What is expected:
Below are the records; give again exactly the lines that run from the one with "Please place a point on the raised" through the last line.

▬▬▬▬▬▬▬▬▬▬

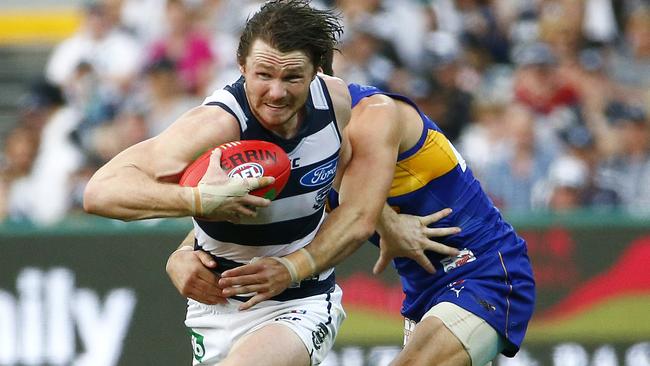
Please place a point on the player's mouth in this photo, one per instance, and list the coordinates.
(276, 106)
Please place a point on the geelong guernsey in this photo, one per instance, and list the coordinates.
(293, 218)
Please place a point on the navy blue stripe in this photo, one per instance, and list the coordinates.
(329, 307)
(307, 288)
(261, 235)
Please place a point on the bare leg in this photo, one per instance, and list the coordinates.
(272, 345)
(432, 344)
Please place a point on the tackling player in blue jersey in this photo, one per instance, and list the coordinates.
(477, 303)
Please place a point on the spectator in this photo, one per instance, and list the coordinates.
(111, 53)
(510, 180)
(628, 171)
(42, 196)
(189, 49)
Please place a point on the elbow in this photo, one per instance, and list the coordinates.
(365, 228)
(93, 200)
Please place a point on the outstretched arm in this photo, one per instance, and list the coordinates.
(141, 181)
(409, 236)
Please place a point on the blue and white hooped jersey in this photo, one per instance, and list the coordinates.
(492, 276)
(293, 218)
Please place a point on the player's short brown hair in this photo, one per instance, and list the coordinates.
(292, 25)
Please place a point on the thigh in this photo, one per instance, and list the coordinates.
(432, 343)
(271, 345)
(220, 331)
(451, 335)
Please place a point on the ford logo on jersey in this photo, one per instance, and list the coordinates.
(320, 175)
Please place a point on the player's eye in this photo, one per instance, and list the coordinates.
(293, 78)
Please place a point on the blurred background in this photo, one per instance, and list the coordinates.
(547, 100)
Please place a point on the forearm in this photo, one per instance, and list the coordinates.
(128, 193)
(188, 241)
(387, 219)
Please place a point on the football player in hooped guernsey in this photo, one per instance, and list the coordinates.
(466, 308)
(280, 99)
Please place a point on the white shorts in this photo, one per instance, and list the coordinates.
(215, 328)
(479, 339)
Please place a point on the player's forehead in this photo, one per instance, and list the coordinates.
(264, 55)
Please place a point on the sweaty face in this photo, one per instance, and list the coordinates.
(277, 86)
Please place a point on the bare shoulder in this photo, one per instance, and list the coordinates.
(376, 102)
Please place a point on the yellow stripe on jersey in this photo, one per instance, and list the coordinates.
(434, 159)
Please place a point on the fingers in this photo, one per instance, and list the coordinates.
(246, 269)
(206, 259)
(214, 167)
(252, 202)
(423, 261)
(435, 217)
(227, 284)
(255, 183)
(255, 300)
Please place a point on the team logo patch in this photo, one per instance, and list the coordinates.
(465, 256)
(198, 347)
(320, 175)
(247, 170)
(318, 336)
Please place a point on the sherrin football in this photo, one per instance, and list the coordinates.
(248, 159)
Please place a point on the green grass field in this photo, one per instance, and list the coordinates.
(623, 319)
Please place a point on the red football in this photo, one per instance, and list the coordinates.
(248, 159)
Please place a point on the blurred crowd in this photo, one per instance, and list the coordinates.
(547, 100)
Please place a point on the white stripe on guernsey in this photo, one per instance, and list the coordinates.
(289, 208)
(244, 253)
(314, 148)
(318, 94)
(228, 99)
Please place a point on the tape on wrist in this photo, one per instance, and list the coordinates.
(197, 208)
(293, 272)
(310, 260)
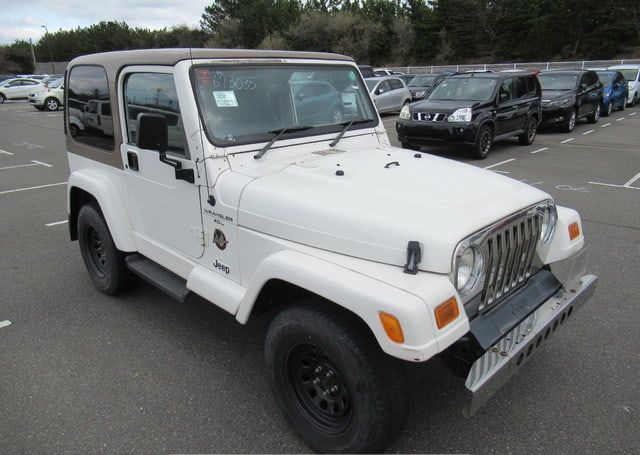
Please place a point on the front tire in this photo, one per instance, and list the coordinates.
(530, 132)
(593, 118)
(105, 264)
(480, 150)
(333, 384)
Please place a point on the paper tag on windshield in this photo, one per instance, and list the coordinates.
(225, 99)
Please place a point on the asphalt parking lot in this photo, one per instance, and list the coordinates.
(82, 372)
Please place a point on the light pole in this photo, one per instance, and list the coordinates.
(46, 32)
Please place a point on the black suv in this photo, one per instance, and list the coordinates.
(569, 95)
(476, 110)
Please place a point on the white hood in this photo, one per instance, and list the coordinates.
(373, 211)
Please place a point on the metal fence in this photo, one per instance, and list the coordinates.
(513, 66)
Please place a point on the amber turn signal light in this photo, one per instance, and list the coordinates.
(574, 231)
(446, 312)
(392, 327)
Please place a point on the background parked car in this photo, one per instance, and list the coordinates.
(422, 84)
(51, 98)
(615, 91)
(474, 110)
(18, 88)
(389, 93)
(569, 95)
(632, 74)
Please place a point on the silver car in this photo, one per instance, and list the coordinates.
(389, 93)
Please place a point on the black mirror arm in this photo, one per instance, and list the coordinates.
(173, 163)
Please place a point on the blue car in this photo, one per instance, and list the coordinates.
(615, 91)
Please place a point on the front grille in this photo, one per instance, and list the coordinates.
(509, 254)
(429, 117)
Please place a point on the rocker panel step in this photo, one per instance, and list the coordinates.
(165, 280)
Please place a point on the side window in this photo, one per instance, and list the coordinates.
(154, 93)
(87, 89)
(396, 84)
(384, 87)
(507, 90)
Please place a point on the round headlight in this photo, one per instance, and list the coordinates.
(547, 223)
(469, 268)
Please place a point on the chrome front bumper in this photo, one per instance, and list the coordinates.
(504, 358)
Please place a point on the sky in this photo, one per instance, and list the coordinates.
(23, 19)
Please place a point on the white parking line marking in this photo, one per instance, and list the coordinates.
(614, 185)
(33, 163)
(41, 163)
(500, 163)
(633, 179)
(540, 150)
(17, 190)
(56, 223)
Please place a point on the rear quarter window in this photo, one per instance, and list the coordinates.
(88, 108)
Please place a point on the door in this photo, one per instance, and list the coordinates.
(164, 209)
(507, 111)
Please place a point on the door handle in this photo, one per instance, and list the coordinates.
(132, 161)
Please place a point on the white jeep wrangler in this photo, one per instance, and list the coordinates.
(265, 180)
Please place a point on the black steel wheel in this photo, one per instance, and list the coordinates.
(318, 387)
(105, 264)
(480, 150)
(530, 132)
(336, 388)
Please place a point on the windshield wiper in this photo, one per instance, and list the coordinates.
(278, 134)
(346, 126)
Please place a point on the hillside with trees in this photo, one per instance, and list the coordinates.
(391, 32)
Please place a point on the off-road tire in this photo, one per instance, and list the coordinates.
(570, 123)
(51, 104)
(593, 118)
(105, 264)
(484, 140)
(308, 341)
(529, 135)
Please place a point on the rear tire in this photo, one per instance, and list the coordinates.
(530, 132)
(336, 388)
(480, 150)
(593, 118)
(105, 264)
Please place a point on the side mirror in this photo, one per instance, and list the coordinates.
(153, 132)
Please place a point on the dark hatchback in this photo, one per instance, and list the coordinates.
(474, 110)
(570, 95)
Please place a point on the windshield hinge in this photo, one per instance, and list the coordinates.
(414, 255)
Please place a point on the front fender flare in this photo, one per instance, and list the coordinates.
(362, 295)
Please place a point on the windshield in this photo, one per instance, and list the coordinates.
(422, 81)
(464, 89)
(558, 81)
(242, 104)
(629, 73)
(605, 78)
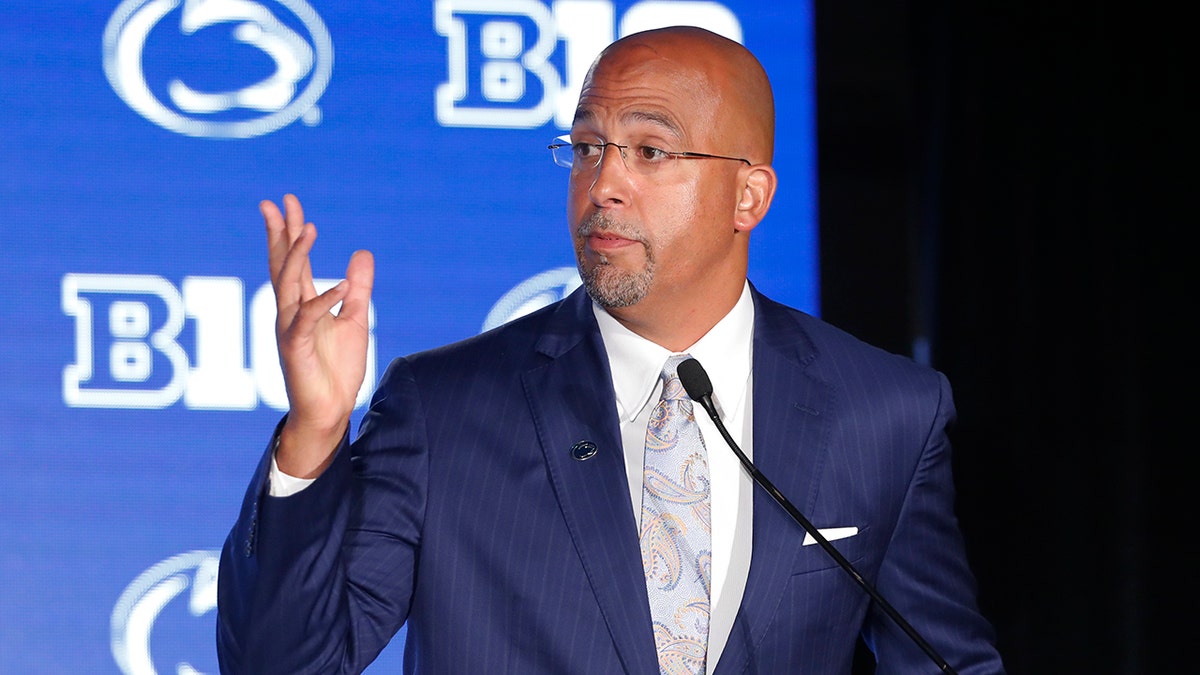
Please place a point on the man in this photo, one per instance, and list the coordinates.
(495, 497)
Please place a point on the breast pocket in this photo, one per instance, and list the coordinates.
(814, 557)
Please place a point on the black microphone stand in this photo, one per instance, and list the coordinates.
(695, 381)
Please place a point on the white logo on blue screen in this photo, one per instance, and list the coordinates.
(142, 342)
(504, 67)
(532, 294)
(187, 579)
(219, 69)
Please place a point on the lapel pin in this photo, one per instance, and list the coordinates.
(583, 449)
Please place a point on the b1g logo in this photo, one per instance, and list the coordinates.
(141, 342)
(502, 54)
(166, 601)
(219, 69)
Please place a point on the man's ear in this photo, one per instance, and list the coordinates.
(757, 190)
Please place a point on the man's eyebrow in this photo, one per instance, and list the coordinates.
(585, 114)
(657, 119)
(582, 114)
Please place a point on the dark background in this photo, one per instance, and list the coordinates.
(996, 198)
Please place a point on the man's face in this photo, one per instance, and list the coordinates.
(637, 236)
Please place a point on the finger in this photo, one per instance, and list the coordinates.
(359, 280)
(317, 308)
(295, 227)
(276, 237)
(294, 282)
(293, 217)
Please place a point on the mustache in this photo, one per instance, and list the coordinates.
(600, 222)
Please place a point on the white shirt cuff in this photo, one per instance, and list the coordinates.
(283, 485)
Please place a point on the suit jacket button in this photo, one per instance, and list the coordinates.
(583, 449)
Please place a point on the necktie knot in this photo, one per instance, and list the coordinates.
(672, 389)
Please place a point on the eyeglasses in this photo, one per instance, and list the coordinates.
(645, 160)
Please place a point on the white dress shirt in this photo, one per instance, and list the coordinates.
(725, 352)
(636, 363)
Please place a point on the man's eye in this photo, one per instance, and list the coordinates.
(586, 150)
(652, 154)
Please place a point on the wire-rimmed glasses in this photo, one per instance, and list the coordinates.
(641, 159)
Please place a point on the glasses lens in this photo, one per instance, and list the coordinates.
(561, 150)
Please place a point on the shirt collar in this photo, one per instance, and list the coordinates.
(636, 363)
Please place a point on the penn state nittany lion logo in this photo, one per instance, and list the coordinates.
(288, 51)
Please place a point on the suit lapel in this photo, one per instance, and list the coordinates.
(571, 399)
(791, 426)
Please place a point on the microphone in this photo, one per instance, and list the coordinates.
(700, 388)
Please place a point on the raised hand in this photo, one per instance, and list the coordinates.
(323, 356)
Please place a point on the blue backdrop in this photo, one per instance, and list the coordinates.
(138, 376)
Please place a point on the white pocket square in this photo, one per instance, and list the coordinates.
(829, 533)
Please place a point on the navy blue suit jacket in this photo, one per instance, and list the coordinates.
(461, 511)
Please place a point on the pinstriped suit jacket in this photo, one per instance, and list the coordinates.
(461, 511)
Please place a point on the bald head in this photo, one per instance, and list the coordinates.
(730, 87)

▬▬▬▬▬▬▬▬▬▬

Answer below:
Please place a point on the raised hand in this photo, one per instance, and list the coordinates.
(323, 356)
Please place a point on the blue backdrop in this photo, one per instance, and list the coordinates.
(138, 376)
Please place a point on the white pocket square in this photo, one per instance, and list the coordinates.
(829, 533)
Please place a point on the navy blue suit jacket in this photo, one per instance, and list the coordinates.
(461, 511)
Please place a point on the pinstriped suit jacket in this photo, one per instance, and list the coordinates.
(461, 511)
Please place a point on the bald head in this photo, one per instance, and list the coordinates.
(730, 87)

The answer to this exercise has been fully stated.